[Assignment] Please write out the stretch of the terrarium guide below from "Selecting Plants" through "a ½-inch layer.", keeping every word and mark unchanged.

[Selected extract]
_____

DIY Terrarium Ideas

Terrariums are a collection of small succulents and plants that are typically housed in glass or clear containers, layered with other objects like rocks and soil. They not only give your home a unique, modern look, but are easy to maintain, plus great for small spaces. 
Predesigned, preplanted terrariums can be bought at many craft and home goods stores, but you can easily create your own terrarium to feature your own style and preferences. Consider these simple steps and ideas to help you make the ideal DIY terrarium.

Choosing a Container

The first step in creating a DIY terrarium is to choose the right container - either closed or open. Depending on your personal preference, you can use a variety of container shapes and sizes - ranging from salt and pepper shakers to Mason jars to hanging bulbs - to house your creation. Keep in mind, though, that closed and open terrariums provide different environments that are suitable for different types of plants.

Selecting Plants

The next step is to choose which plants will live in your terrarium. It's best to select plants that start small and grow slowly to keep maintenance at a minimum. Closed containers are best for low-maintenance plants that are humidity tolerant - like moss and ferns; open containers are ideal for plants that thrive in a dry environment - like succulents and cacti.

Creating a Terrarium

After choosing the container and plants, you're ready to start assembling your DIY terrarium. Begin by adding 1 to 3 inches of pea or aquarium gravel to the container. This will act as the reservoir and hold any excess water. Adding charcoal to this layer will also help eliminate any odor the standing water may create; the charcoal should be added to make a ½-inch layer.
Next, add a layer of moss to serve as a barrier for the soil and prevent the soil from draining into the water reservoir. Then add soil and begin to place selected plants in soil. Trim the plants to size and remove any dead leaves before planting. 
After assembling the layers of the terrarium, personalize it by adding shells from your favorite vacation spot or with seasonal décor, etc.
When it comes to maintaining a terrarium, it's important to avoid overwatering, as this can cause fungal disease and rotting. In a closed container, you should only see a bit of condensation on the inside walls; if the walls are completely fogged, it has been overwatered.
A closed container should only be watered once or twice a year, but continue to watch for wilting plants to ensure healthy plant life. An open container must be watered more frequently - every two to three weeks. If the soil is dry or the plants begin to wilt, add extra misting to your routine. 
Lastly, terrariums thrive best in bright, indirect light; do not place in direct sunlight or the heat will burn the plants.

_____

[Exercise data]
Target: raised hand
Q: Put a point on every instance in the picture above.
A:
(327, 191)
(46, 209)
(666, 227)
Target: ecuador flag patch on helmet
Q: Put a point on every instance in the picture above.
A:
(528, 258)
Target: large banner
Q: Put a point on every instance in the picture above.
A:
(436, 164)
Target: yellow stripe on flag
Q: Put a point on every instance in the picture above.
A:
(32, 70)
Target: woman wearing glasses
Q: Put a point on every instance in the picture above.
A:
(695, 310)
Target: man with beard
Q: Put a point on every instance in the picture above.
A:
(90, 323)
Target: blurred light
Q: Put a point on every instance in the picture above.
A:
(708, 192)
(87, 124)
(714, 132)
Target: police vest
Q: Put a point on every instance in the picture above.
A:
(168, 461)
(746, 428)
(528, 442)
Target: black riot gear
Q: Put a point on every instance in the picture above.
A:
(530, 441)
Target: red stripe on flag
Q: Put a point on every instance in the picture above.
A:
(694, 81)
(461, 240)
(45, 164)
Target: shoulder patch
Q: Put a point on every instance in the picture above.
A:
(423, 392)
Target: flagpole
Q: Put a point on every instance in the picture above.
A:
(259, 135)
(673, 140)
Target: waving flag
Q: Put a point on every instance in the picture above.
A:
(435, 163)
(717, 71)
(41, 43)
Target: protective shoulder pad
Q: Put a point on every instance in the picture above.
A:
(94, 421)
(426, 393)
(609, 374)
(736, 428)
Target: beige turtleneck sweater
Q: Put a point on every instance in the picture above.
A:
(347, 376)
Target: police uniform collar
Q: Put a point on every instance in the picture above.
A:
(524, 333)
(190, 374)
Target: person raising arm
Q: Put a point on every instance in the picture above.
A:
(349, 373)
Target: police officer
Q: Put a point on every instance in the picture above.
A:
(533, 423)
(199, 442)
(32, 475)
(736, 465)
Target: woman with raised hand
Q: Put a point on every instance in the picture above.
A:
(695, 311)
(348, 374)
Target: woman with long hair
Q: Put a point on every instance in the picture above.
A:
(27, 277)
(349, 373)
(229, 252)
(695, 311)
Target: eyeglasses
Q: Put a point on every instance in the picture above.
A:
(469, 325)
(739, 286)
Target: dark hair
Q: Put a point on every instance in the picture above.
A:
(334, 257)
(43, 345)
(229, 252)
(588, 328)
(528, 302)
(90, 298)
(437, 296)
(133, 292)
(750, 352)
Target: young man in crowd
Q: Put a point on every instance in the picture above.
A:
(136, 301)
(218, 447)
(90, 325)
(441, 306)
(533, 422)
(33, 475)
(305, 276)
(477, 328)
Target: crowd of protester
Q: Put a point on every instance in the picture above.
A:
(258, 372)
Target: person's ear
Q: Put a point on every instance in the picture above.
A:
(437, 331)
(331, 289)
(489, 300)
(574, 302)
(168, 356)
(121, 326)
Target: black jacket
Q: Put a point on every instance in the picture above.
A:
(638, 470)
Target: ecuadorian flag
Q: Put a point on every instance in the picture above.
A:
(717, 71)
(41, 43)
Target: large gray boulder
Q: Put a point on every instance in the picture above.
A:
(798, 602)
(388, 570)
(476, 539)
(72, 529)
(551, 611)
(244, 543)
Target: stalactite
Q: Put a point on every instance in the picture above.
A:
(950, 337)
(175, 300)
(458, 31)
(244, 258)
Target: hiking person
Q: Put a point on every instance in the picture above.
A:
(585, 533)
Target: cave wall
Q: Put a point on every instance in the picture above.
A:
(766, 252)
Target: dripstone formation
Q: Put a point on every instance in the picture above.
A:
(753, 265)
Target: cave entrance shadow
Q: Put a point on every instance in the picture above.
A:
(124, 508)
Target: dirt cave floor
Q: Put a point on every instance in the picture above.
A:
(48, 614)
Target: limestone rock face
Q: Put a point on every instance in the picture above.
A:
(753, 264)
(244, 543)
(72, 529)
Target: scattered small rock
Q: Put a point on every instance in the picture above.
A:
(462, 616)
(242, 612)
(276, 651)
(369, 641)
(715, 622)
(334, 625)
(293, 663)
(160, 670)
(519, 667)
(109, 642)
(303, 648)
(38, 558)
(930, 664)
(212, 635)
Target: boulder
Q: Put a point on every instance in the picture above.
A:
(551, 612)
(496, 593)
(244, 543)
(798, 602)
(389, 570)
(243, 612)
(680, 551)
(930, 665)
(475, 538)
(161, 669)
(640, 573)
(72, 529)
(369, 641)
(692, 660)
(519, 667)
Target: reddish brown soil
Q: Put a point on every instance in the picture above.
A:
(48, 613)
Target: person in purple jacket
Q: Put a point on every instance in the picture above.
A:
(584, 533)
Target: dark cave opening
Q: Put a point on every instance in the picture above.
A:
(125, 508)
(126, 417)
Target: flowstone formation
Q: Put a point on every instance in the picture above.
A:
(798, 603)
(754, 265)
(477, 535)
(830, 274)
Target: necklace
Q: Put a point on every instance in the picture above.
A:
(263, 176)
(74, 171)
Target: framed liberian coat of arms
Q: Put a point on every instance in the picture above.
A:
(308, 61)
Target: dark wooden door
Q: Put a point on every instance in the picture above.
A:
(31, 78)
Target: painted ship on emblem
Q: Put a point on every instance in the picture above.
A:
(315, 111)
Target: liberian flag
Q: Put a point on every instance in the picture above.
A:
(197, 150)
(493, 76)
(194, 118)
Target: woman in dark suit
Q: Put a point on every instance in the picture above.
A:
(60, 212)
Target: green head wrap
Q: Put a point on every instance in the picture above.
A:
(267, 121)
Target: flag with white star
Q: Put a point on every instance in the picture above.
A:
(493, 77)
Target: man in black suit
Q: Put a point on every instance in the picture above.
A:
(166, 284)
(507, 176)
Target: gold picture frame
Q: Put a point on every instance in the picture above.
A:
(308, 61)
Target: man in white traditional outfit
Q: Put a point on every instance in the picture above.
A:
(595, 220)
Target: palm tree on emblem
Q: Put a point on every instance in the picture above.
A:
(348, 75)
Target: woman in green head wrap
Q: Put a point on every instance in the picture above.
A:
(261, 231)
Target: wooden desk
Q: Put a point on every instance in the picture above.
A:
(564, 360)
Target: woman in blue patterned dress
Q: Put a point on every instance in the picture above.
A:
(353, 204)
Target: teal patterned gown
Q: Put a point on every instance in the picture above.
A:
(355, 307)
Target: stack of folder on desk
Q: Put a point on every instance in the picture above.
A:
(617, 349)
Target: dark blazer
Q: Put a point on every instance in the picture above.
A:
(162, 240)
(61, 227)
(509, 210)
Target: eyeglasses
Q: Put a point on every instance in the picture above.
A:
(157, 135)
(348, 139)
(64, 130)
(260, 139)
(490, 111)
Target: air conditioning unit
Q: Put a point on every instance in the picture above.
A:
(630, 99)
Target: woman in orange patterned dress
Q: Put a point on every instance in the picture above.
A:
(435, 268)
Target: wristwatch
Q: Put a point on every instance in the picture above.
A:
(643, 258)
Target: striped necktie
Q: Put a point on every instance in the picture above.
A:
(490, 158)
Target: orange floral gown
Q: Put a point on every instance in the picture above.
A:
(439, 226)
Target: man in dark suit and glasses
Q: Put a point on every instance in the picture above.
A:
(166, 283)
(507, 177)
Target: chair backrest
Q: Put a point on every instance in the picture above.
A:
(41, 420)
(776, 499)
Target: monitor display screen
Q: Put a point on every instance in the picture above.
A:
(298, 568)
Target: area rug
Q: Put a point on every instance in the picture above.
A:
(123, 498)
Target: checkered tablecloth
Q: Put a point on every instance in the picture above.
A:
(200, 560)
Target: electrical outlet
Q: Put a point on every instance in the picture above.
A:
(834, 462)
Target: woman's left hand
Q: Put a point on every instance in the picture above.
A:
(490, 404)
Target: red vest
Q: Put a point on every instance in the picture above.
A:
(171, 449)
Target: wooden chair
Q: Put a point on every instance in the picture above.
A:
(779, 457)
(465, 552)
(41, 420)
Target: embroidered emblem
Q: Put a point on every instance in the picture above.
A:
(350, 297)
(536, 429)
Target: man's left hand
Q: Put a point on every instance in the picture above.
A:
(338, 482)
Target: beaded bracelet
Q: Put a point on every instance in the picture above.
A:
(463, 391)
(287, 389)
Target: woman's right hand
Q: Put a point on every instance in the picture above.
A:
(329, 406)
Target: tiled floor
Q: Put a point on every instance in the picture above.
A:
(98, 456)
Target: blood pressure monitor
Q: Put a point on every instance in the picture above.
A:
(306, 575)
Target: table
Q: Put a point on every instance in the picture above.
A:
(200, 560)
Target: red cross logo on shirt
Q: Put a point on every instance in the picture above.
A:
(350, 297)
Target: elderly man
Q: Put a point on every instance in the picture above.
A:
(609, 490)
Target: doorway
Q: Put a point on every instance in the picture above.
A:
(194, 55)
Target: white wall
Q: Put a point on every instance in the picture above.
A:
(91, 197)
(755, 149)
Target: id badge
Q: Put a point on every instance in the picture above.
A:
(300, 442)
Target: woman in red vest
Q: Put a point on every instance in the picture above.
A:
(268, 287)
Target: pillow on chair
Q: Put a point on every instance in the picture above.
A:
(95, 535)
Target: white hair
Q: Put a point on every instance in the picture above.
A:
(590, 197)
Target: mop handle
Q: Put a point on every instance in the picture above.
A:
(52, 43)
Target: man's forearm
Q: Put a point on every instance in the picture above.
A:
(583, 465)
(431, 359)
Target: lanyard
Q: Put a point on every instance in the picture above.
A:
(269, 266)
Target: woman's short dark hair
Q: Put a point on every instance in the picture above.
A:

_____

[The completed task]
Selecting Plants

The next step is to choose which plants will live in your terrarium. It's best to select plants that start small and grow slowly to keep maintenance at a minimum. Closed containers are best for low-maintenance plants that are humidity tolerant - like moss and ferns; open containers are ideal for plants that thrive in a dry environment - like succulents and cacti.

Creating a Terrarium

After choosing the container and plants, you're ready to start assembling your DIY terrarium. Begin by adding 1 to 3 inches of pea or aquarium gravel to the container. This will act as the reservoir and hold any excess water. Adding charcoal to this layer will also help eliminate any odor the standing water may create; the charcoal should be added to make a ½-inch layer.